• Selected excerpt:
Tronox Worldwide, the company that owns a chemical manufacturing plant in Henderson and filed for bankruptcy Monday, has assured state officials that it will continue cleaning up perchlorate contamination in the Las Vegas Wash.
But one state official is skeptical.
“We’re not taking the company’s word there at face value,” said Dante Pistone, spokesman for the Nevada Division of Environmental Protection. “We will be following the Chapter 11 (bankruptcy case) very closely.”
Tronox Inc. and 14 other affiliated companies, including Tronox Worldwide, filed in New York for Chapter 11 bankruptcy protection. The companies will continue operations while trying to reorganize their debts and liabilities.
Kerr-McGee Corp. of Oklahoma City spun off Tronox in 2006, and Tronox assumed some “legacy liabilities” as part of the spinoff.
Tronox intends to continue the cleanup, however, Tronox spokesman Robert Gibney said.
“Long-term responsibility for that responsibility could change,” he added. “It could go back to the former parent company.”
Most of the legacy liabilities stem from environmental problems, but they also include pension and medical benefits for retirees. One of the environmental liabilities stems from perchlorate contamination in the Las Vegas Wash.

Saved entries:
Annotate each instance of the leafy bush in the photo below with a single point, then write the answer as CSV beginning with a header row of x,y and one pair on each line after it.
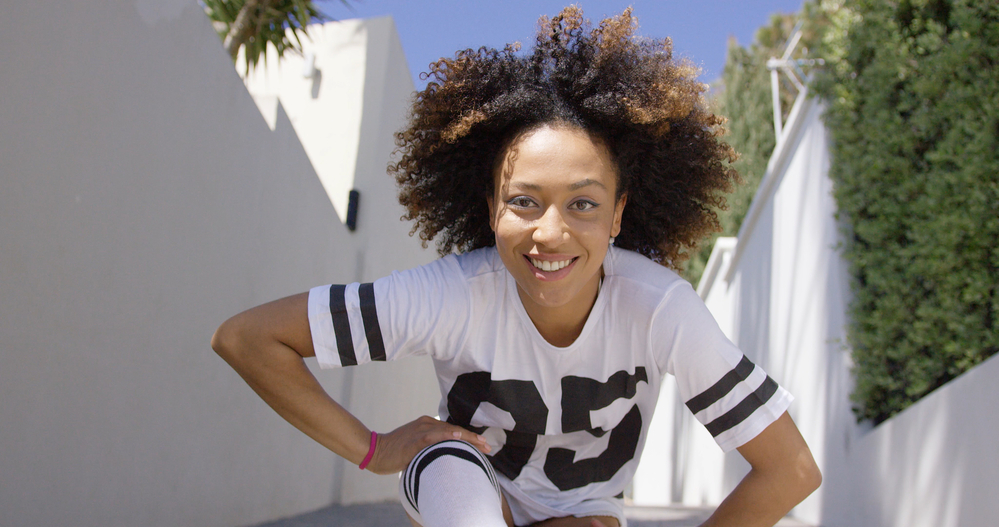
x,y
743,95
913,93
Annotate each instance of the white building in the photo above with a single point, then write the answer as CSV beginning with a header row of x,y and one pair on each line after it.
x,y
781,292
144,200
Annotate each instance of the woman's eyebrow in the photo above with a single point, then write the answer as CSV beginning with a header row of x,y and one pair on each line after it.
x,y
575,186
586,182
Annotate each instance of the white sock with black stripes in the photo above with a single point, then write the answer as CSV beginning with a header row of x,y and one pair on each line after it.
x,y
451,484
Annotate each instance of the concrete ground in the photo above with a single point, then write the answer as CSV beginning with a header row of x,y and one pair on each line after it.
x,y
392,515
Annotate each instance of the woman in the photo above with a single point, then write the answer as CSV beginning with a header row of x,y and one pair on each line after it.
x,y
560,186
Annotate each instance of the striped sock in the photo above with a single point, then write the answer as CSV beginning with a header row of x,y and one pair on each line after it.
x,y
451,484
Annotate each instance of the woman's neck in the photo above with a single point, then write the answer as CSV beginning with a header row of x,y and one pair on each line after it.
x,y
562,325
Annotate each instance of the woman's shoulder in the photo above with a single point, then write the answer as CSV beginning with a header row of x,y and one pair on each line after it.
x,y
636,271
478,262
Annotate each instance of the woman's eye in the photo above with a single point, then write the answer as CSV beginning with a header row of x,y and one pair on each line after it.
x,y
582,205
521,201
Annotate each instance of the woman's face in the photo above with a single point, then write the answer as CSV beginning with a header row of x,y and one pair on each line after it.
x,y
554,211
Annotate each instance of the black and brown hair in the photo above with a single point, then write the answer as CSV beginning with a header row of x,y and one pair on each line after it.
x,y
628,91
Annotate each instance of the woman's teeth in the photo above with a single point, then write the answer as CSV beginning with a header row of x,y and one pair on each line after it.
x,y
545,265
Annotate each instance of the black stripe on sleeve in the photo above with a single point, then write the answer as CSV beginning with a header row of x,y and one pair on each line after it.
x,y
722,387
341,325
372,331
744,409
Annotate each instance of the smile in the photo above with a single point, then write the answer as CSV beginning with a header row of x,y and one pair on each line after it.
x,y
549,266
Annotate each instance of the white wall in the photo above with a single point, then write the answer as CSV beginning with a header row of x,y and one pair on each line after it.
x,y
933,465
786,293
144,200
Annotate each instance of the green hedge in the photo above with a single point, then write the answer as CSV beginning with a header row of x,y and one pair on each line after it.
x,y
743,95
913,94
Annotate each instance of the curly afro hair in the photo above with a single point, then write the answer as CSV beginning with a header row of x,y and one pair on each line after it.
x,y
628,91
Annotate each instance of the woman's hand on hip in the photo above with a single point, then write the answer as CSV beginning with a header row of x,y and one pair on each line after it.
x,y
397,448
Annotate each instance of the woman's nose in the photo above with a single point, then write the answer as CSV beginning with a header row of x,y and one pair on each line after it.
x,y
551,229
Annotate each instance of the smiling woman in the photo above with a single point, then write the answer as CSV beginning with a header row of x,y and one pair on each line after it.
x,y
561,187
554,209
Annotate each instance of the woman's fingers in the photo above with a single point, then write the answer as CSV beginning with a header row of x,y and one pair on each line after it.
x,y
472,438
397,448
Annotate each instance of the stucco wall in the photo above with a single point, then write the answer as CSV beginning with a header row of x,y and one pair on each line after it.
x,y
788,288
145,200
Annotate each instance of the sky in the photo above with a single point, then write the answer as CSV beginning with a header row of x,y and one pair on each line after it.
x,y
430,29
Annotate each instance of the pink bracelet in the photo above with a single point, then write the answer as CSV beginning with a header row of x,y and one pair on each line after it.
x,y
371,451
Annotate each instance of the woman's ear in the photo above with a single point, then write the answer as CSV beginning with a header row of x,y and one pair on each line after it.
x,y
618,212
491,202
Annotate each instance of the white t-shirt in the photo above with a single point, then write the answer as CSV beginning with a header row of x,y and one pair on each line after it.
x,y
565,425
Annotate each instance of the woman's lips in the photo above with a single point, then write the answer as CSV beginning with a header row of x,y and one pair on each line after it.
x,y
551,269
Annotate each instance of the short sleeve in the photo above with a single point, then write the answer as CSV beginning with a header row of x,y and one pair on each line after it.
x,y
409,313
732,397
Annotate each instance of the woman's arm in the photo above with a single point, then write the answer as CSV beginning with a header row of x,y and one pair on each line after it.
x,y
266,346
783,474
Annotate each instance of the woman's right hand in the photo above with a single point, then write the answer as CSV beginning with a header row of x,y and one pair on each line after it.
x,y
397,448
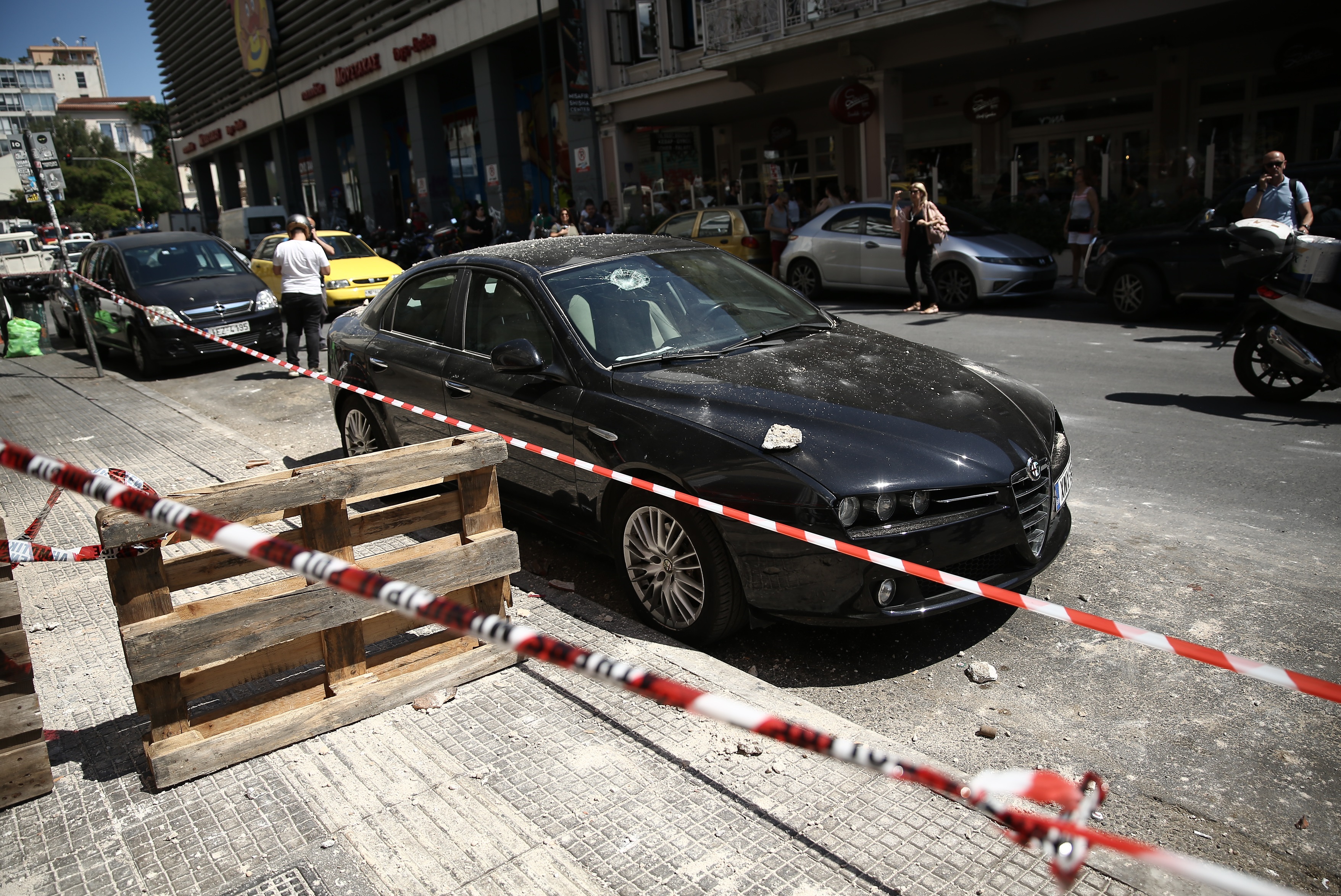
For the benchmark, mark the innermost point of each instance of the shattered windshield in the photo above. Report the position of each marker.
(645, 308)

...

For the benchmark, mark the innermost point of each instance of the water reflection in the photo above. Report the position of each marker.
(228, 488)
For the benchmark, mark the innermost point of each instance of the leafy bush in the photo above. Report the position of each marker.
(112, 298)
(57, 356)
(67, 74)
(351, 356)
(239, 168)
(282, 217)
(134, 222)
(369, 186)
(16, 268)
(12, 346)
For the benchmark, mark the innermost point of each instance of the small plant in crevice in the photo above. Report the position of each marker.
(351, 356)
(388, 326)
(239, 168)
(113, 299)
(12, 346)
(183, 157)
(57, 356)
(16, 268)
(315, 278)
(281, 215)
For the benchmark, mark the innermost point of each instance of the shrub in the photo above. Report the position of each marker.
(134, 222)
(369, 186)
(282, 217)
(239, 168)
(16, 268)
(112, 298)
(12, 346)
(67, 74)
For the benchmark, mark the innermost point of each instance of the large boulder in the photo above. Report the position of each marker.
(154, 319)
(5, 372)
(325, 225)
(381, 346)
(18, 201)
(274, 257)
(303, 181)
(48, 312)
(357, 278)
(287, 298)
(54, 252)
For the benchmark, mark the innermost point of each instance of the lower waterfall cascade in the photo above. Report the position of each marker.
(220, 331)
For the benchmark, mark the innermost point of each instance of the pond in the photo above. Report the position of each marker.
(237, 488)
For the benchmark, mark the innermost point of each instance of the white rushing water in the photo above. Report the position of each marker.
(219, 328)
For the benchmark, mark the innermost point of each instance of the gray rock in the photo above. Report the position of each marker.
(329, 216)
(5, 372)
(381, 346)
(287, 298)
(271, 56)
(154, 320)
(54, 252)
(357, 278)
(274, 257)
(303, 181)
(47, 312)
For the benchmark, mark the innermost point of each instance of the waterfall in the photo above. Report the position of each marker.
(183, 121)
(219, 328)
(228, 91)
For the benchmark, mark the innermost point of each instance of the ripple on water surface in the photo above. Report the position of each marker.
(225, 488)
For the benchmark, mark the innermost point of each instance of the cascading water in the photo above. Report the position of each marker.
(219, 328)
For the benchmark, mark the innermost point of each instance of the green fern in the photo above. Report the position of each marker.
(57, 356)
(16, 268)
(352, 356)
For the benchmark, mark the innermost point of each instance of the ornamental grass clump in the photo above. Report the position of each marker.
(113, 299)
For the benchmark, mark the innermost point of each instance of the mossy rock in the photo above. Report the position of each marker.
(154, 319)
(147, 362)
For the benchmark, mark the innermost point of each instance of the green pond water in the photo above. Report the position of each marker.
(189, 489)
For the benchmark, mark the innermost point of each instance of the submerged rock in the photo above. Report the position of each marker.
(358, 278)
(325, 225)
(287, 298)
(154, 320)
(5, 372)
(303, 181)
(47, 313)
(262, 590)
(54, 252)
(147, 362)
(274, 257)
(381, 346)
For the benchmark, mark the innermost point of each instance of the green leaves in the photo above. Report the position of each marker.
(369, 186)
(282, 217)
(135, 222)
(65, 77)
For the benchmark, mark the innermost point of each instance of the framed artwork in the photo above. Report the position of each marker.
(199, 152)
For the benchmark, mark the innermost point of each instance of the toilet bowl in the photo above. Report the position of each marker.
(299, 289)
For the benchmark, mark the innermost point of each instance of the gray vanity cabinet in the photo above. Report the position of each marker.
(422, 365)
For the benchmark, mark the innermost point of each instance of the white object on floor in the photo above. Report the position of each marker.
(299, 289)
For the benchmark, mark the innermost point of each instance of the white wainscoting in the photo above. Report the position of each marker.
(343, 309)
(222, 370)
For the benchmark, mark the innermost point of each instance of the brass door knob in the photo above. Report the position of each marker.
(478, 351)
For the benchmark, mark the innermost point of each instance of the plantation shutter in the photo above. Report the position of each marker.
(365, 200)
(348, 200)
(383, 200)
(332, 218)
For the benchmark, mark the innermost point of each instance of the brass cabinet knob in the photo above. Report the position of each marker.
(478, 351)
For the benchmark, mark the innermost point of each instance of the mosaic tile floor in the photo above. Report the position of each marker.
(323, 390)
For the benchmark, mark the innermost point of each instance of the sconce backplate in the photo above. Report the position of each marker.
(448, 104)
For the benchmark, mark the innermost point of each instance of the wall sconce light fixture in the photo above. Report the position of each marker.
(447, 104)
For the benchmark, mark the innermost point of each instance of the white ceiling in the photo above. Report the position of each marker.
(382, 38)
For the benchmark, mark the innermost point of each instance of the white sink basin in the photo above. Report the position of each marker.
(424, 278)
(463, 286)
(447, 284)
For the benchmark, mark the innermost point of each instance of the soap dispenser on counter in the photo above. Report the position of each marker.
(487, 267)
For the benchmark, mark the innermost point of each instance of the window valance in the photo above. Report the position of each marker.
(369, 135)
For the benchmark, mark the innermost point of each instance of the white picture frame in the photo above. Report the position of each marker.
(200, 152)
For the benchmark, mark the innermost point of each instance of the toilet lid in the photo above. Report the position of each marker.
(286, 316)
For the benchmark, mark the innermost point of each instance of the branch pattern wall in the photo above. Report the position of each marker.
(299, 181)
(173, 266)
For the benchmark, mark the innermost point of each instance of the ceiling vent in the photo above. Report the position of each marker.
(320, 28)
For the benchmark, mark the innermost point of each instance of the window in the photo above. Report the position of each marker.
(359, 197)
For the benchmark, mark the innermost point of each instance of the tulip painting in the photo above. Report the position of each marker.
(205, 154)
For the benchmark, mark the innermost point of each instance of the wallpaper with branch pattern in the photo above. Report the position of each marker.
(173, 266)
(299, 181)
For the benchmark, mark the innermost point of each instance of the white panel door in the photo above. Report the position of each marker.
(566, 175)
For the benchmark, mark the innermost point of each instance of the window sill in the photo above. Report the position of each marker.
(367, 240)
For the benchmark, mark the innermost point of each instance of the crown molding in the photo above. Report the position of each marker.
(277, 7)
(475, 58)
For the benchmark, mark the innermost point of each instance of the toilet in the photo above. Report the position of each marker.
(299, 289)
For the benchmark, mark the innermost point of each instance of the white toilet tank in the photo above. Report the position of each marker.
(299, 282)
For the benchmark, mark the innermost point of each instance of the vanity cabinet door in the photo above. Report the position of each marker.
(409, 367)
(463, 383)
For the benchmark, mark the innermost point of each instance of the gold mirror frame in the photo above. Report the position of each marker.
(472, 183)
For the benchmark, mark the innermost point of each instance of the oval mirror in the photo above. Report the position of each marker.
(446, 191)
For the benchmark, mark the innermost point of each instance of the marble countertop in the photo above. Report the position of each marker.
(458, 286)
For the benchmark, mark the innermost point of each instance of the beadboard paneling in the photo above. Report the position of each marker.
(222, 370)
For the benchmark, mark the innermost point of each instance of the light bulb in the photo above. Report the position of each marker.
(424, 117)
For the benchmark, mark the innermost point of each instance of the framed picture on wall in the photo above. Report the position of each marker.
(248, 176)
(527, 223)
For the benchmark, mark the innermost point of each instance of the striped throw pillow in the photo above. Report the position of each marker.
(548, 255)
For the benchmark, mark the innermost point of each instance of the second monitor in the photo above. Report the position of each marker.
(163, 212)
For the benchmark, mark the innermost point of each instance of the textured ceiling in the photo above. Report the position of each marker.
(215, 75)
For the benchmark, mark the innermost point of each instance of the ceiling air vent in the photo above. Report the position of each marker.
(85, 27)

==

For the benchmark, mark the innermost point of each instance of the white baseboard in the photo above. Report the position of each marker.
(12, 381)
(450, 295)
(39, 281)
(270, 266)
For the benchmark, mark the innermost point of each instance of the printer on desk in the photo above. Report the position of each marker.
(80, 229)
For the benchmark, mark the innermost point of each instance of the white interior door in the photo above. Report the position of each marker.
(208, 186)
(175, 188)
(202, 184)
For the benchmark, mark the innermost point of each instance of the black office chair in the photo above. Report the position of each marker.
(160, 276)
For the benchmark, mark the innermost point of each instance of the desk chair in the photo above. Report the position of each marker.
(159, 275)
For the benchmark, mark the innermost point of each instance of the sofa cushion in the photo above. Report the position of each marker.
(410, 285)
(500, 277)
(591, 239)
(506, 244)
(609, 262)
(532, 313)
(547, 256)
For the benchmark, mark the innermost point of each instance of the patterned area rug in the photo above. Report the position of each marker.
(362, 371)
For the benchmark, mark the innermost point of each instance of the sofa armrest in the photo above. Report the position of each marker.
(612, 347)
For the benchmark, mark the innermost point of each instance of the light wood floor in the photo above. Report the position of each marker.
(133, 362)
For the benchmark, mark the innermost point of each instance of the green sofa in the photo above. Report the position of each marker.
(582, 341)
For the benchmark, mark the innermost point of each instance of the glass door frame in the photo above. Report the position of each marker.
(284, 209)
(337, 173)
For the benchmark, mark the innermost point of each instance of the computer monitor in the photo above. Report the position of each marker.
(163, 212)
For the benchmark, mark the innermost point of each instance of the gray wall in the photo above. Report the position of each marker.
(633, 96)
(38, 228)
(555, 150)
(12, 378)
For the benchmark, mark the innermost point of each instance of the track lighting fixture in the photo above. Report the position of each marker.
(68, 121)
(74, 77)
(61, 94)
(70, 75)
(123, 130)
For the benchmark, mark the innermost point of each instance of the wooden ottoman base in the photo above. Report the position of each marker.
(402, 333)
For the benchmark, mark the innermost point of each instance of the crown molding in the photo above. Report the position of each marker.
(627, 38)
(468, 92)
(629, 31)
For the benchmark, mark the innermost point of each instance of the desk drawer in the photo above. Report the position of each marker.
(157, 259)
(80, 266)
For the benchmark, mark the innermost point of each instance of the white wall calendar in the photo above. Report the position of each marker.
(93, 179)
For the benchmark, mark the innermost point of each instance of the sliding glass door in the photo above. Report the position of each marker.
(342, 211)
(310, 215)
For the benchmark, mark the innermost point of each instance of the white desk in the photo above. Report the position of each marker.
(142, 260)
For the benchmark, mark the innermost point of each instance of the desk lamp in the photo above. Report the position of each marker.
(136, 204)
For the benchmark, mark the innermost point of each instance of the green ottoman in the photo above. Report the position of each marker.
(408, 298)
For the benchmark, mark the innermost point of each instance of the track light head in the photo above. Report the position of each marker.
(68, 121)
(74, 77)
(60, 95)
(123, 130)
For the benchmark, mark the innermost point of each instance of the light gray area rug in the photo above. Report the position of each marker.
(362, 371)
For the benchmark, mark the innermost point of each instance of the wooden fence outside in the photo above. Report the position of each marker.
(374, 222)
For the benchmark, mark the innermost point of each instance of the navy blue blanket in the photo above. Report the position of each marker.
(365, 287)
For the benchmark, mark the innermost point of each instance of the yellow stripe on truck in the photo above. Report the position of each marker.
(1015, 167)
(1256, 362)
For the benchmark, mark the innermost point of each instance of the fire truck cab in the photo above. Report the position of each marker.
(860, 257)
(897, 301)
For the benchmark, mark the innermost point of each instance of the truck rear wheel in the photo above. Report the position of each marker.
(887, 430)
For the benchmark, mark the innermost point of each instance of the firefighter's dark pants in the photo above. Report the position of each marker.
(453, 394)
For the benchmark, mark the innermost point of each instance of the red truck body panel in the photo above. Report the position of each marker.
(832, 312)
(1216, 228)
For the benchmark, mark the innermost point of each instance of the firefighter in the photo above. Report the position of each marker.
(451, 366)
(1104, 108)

• Problem details: Copy out the whole article above about the Tronox bankruptcy and the Las Vegas Wash cleanup, word for word.

• Answer space:
Tronox Worldwide, the company that owns a chemical manufacturing plant in Henderson and filed for bankruptcy Monday, has assured state officials that it will continue cleaning up perchlorate contamination in the Las Vegas Wash.
But one state official is skeptical.
“We’re not taking the company’s word there at face value,” said Dante Pistone, spokesman for the Nevada Division of Environmental Protection. “We will be following the Chapter 11 (bankruptcy case) very closely.”
Tronox Inc. and 14 other affiliated companies, including Tronox Worldwide, filed in New York for Chapter 11 bankruptcy protection. The companies will continue operations while trying to reorganize their debts and liabilities.
Kerr-McGee Corp. of Oklahoma City spun off Tronox in 2006, and Tronox assumed some “legacy liabilities” as part of the spinoff.
Tronox intends to continue the cleanup, however, Tronox spokesman Robert Gibney said.
“Long-term responsibility for that responsibility could change,” he added. “It could go back to the former parent company.”
Most of the legacy liabilities stem from environmental problems, but they also include pension and medical benefits for retirees. One of the environmental liabilities stems from perchlorate contamination in the Las Vegas Wash.